[Stated problem]
Extend the privatisation resolution below, beginning right after its paragraph 6 and not with the rows.

[Source text]
## start

Resolution 953 (1990)

Author(s):
Parliamentary Assembly
Origin
Assembly debate on 3 October 1990 (17th Sitting) (see Doc. 6274, report of the Committee on Economic Affairs and Development, Rapporteur : Mrs af Ugglas). Text adopted by the Assembly on 3 October 1990 (17th Sitting).
Thesaurus
1. Over the past decade in particular, the large majority of Council of Europe member states have engaged in considerable privatisation, by which is meant the partial or total transfer of ownership and control of resources or activities from the public to the private sector.
2. This development contrasts sharply with the situation in the preceding decades, when most governments greatly expanded their role in producing goods and services - arguing that this was necessary for reasons of national security, to ensure essential public services, to reallocate resources to industries or social groups in need, to achieve social justice or to permit valuable, long-term investment in areas of limited interest to private enterprise.
3. Today's privatisations are undertaken using arguments such as the need to raise productivity, lower prices, allocate scarce resources more efficiently throughout society, reduce state budgets in the caseof loss-making public activities, generate revenues from their sale, cut the public payroll, or, in some countries, diminish the power of public sector trade unions thought to abuse monopoly privileges.
4. Privatisation today constitutes an irrefutable trend, as governments all over the world try to maintain their economic position in a climate of ever-intensifying international competition, and more and more globalised trade and financial operations.
5. Furthermore, the privatisation strenuously undertaken in industrialised countries in recent years has faced most developing countries and centrally-planned economies with the choice of either following the same path or risking lagging irreparably behind in economic growth and trade competitiveness, thus paving the way for the current near-universal abandonment of Marxism and state dirigisme.
6. On the other hand, there seems to be general agreement that some societal services should not be privatised.

## end

[Extracted entries]
## start

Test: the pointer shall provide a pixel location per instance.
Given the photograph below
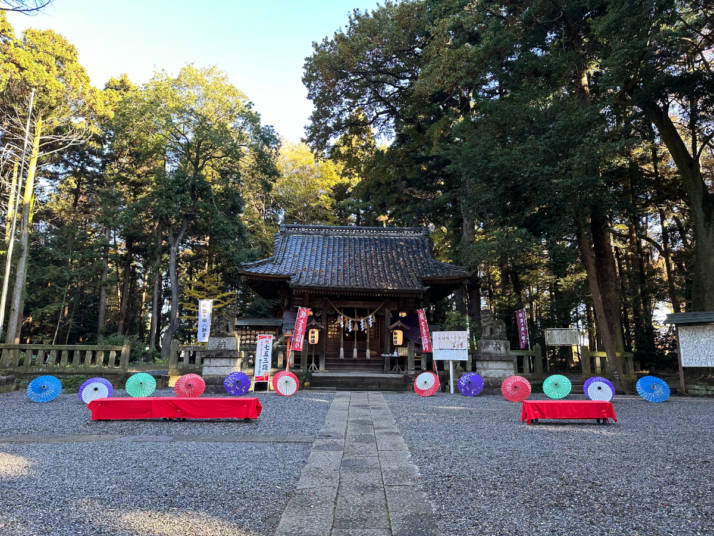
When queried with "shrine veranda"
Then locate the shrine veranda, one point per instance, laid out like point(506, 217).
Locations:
point(478, 468)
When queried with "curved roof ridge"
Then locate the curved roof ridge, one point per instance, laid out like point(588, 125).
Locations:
point(297, 228)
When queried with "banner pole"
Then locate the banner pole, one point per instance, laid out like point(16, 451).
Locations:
point(451, 376)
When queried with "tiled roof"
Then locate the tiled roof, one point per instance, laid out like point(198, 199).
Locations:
point(361, 258)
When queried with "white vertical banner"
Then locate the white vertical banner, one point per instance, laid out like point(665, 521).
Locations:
point(263, 354)
point(205, 307)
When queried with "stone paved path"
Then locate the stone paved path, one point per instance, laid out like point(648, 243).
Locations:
point(358, 480)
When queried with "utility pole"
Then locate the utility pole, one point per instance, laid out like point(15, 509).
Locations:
point(11, 245)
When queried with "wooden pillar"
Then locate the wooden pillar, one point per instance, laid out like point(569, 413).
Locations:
point(323, 346)
point(387, 338)
point(538, 361)
point(682, 384)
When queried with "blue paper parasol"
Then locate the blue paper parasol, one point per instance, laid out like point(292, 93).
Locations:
point(470, 384)
point(140, 385)
point(44, 389)
point(652, 389)
point(95, 388)
point(557, 386)
point(598, 388)
point(236, 383)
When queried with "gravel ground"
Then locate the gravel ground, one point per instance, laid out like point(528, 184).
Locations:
point(145, 478)
point(486, 473)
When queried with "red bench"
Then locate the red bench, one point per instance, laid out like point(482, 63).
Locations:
point(533, 410)
point(170, 407)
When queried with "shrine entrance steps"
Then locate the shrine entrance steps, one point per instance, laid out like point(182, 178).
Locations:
point(360, 381)
point(335, 364)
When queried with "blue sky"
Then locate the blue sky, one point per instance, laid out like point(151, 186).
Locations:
point(261, 45)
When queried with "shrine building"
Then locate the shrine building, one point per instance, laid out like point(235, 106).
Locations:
point(362, 285)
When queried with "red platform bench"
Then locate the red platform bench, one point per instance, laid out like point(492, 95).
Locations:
point(170, 407)
point(533, 410)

## end

[Task result]
7. Many Council of Europe member states in the 1990s are faced with difficult choices, as privatisation may be contemplated for state monopolies so far considered ‘‘natural'', such as electricity generation, gas production, certain other basic industries, radio and television, national airline carriers, telecommunications, fire protection, postal services, day-care centres, higher education, transportation, building and road maintenance.
8. Similarly difficult choices concern the methods of privatisation, for instance the question of whether and how shares of a government corporation or agency are to be sold to the public or, as the case may be, reserved for its employees, or whether the ‘‘contracting out'' of services to private interests is preferable.
9. A final set of choices concern national economic interests considered to be vital (for example, telecommunications), national security (for example, military aircraft and armaments) or the economic survival of certain regions dependent on state-owned industry (for example, coal, iron or steel production).
10. The Assembly, on the basis of the above, calls on Council of Europe member states to found their future privatisation policies on the following principles :
10.1 It should be ensured that the consumer benefits from a given privatisation in the form of a wider choice between better and less costly products or services.
10.2 For a privatisation to be undertaken, it must lead to savings in government expenditure, and it should be more efficient in meeting the social and other objectives associated with the system it replaces.
10.3 Every measure should be taken to ensure that those negatively affected by privatisation, for instance through unemployment, are given priority as regards alternative employment or receive training and education allowing them to share in the net gain in economic activity, and hence the employment which is likely to result from privatisation over a period of time, in the sector concerned and in society as a whole.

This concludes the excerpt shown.